**TO BE DONE:**
Count the lines in the entries below that contain the word "grass". Reply with that number alone.

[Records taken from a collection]
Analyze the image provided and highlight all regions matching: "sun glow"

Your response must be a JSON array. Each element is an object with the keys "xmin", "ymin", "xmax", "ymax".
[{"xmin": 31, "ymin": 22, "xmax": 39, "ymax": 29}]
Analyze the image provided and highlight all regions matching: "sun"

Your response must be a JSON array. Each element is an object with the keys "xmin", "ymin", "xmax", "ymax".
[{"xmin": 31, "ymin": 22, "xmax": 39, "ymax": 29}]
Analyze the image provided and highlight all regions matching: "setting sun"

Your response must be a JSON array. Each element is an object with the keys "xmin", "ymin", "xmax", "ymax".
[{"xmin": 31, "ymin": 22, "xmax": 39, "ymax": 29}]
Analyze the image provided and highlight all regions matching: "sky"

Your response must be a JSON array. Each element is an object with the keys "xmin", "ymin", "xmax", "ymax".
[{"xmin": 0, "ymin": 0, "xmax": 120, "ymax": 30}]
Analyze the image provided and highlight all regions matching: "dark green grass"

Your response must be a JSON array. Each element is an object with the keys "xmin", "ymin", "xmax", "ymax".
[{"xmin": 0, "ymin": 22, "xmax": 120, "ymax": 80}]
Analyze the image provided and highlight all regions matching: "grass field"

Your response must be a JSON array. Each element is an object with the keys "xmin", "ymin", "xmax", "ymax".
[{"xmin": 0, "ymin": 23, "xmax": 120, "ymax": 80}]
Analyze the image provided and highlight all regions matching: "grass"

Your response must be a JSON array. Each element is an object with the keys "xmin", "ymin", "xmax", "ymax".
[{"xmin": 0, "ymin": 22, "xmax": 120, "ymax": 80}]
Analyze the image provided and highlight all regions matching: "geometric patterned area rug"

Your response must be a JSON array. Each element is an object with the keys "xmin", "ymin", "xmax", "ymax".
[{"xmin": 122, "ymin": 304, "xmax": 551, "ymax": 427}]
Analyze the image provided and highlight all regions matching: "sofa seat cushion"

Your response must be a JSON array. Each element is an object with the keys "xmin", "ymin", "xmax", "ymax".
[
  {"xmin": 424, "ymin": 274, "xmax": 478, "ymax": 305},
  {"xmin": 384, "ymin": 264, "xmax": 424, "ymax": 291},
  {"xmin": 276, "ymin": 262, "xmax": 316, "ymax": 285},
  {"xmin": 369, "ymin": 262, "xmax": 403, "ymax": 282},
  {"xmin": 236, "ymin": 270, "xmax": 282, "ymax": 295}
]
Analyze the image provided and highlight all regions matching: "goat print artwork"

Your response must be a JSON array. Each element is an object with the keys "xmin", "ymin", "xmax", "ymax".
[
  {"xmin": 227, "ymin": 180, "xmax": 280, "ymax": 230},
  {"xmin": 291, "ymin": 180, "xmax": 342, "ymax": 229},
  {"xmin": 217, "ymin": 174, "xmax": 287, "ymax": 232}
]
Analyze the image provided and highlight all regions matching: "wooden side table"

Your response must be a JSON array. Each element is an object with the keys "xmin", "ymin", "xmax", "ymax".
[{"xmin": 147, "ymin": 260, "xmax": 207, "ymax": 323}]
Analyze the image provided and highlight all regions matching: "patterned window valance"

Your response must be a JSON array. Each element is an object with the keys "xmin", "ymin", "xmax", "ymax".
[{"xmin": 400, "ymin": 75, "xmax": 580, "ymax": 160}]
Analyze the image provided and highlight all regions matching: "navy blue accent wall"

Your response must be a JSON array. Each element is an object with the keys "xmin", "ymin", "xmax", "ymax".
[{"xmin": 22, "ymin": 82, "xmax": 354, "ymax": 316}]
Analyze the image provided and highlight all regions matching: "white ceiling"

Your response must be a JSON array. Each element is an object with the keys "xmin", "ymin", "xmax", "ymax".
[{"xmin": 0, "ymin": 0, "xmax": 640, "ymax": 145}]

**THE ANSWER:**
3